-------- INFORMATION SHOWN
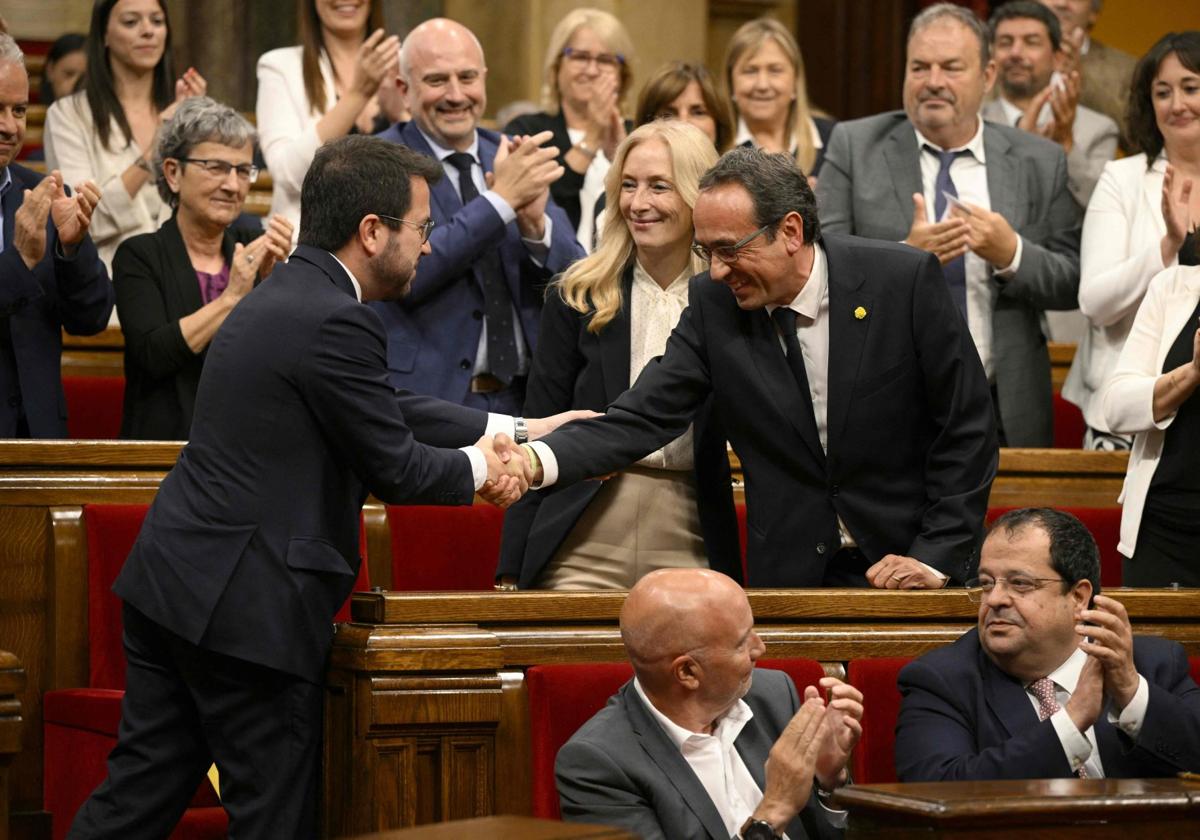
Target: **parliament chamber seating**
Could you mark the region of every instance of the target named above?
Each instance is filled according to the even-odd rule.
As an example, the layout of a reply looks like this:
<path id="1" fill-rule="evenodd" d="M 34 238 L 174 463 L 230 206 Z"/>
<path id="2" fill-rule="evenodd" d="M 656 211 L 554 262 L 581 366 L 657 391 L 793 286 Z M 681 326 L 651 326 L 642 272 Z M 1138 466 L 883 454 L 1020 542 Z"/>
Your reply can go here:
<path id="1" fill-rule="evenodd" d="M 393 590 L 492 589 L 504 511 L 492 505 L 388 505 L 387 521 Z"/>
<path id="2" fill-rule="evenodd" d="M 1060 508 L 1079 518 L 1079 521 L 1092 532 L 1096 546 L 1100 549 L 1100 586 L 1102 589 L 1116 588 L 1121 585 L 1121 553 L 1117 544 L 1121 539 L 1121 509 L 1119 507 L 1070 507 Z M 1012 507 L 990 507 L 987 512 L 987 523 L 991 525 L 996 519 Z"/>
<path id="3" fill-rule="evenodd" d="M 74 440 L 116 440 L 121 434 L 125 378 L 64 376 L 67 434 Z"/>
<path id="4" fill-rule="evenodd" d="M 1079 449 L 1083 446 L 1083 433 L 1087 424 L 1083 421 L 1083 412 L 1079 406 L 1063 399 L 1062 394 L 1054 394 L 1054 448 Z"/>
<path id="5" fill-rule="evenodd" d="M 887 656 L 852 659 L 846 666 L 846 681 L 863 695 L 862 737 L 850 758 L 850 775 L 858 784 L 896 781 L 893 747 L 900 714 L 896 677 L 911 661 L 911 656 Z"/>

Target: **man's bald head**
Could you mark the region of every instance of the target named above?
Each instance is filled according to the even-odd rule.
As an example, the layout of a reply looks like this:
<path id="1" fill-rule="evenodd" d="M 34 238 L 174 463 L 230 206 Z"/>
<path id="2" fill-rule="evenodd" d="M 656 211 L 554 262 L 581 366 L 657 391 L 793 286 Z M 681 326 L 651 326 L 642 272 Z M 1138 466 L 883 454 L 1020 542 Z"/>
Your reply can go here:
<path id="1" fill-rule="evenodd" d="M 439 146 L 465 152 L 487 107 L 479 40 L 461 23 L 427 20 L 400 48 L 400 89 L 417 127 Z"/>

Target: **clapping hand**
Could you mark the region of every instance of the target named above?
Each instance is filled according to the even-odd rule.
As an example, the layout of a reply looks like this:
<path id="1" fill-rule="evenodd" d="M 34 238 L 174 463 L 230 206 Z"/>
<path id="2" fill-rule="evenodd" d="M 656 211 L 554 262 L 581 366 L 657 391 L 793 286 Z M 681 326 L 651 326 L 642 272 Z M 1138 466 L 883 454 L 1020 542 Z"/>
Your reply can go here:
<path id="1" fill-rule="evenodd" d="M 47 181 L 54 182 L 54 193 L 50 199 L 50 218 L 58 230 L 63 253 L 72 256 L 92 224 L 92 212 L 100 203 L 100 188 L 94 181 L 84 181 L 75 188 L 74 195 L 67 195 L 62 173 L 57 169 L 50 173 Z"/>
<path id="2" fill-rule="evenodd" d="M 1191 229 L 1192 179 L 1183 178 L 1176 188 L 1175 167 L 1167 164 L 1163 175 L 1162 214 L 1167 232 L 1162 238 L 1163 265 L 1170 265 L 1179 255 L 1183 240 Z"/>
<path id="3" fill-rule="evenodd" d="M 504 433 L 495 438 L 484 435 L 475 446 L 483 453 L 488 468 L 487 481 L 479 488 L 480 498 L 498 508 L 507 508 L 529 489 L 524 453 Z"/>
<path id="4" fill-rule="evenodd" d="M 822 788 L 833 790 L 849 778 L 846 765 L 862 737 L 863 696 L 857 688 L 837 677 L 822 677 L 820 687 L 828 693 L 829 702 L 825 706 L 825 741 L 817 755 L 815 775 Z M 805 700 L 820 696 L 816 686 L 804 689 Z"/>
<path id="5" fill-rule="evenodd" d="M 913 193 L 912 226 L 905 245 L 929 251 L 942 265 L 967 253 L 968 233 L 965 219 L 950 216 L 940 222 L 926 219 L 925 196 Z"/>
<path id="6" fill-rule="evenodd" d="M 276 213 L 267 224 L 267 232 L 250 243 L 251 248 L 262 248 L 263 259 L 258 267 L 258 276 L 265 279 L 277 262 L 287 262 L 292 251 L 292 223 Z"/>

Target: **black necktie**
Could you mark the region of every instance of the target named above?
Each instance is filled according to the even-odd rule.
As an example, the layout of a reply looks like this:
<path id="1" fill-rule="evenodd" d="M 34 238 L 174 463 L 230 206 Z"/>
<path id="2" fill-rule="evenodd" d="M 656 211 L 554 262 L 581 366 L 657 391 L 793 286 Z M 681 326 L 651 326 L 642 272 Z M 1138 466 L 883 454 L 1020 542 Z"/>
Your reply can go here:
<path id="1" fill-rule="evenodd" d="M 939 152 L 932 146 L 924 146 L 925 151 L 938 159 L 937 180 L 933 183 L 933 216 L 934 221 L 940 222 L 946 212 L 946 195 L 958 198 L 958 190 L 950 177 L 950 166 L 960 157 L 971 154 L 969 149 L 959 149 L 957 152 Z M 954 305 L 962 313 L 963 320 L 967 318 L 967 262 L 966 256 L 955 257 L 942 266 L 942 274 L 946 277 L 946 285 L 950 287 L 950 297 Z"/>
<path id="2" fill-rule="evenodd" d="M 472 168 L 475 158 L 465 152 L 455 152 L 446 158 L 458 170 L 458 192 L 462 203 L 468 204 L 479 197 L 475 187 Z M 504 280 L 499 253 L 495 249 L 487 252 L 480 260 L 483 277 L 483 317 L 487 323 L 488 373 L 506 385 L 517 374 L 520 359 L 517 358 L 516 332 L 513 329 L 513 299 Z"/>
<path id="3" fill-rule="evenodd" d="M 804 367 L 804 351 L 800 349 L 800 339 L 796 337 L 796 310 L 781 306 L 771 313 L 771 320 L 783 334 L 783 346 L 787 348 L 788 367 L 800 387 L 801 409 L 800 425 L 812 435 L 812 442 L 819 448 L 821 435 L 817 432 L 817 415 L 813 411 L 812 392 L 808 388 L 808 371 Z"/>

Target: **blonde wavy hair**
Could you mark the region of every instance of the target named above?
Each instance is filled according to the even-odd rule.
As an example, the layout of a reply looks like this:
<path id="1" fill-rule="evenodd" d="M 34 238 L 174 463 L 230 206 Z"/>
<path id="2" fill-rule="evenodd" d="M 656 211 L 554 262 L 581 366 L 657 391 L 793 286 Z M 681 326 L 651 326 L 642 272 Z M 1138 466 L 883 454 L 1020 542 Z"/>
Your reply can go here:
----------------
◆ **PROBLEM DESCRIPTION**
Beginning with the line containing "Target: **man's bald head**" and ending with the line containing "Target: **clapping hand**", extract those lines exactly from the listing above, and only those.

◆ **RESPONSE**
Target: **man's bald head**
Could you mark the region of every instance of the target named above?
Each instance is filled according to the even-odd rule.
As an example, the layout of a reply looks like this:
<path id="1" fill-rule="evenodd" d="M 34 238 L 174 463 L 230 206 Z"/>
<path id="2" fill-rule="evenodd" d="M 656 211 L 554 262 L 581 366 L 657 391 L 793 286 Z M 681 326 L 651 326 L 642 272 Z M 1138 466 L 883 454 L 1020 542 Z"/>
Your reply can go here:
<path id="1" fill-rule="evenodd" d="M 439 146 L 465 152 L 487 107 L 479 40 L 461 23 L 427 20 L 400 48 L 400 89 L 417 127 Z"/>

Target: **clapping hand**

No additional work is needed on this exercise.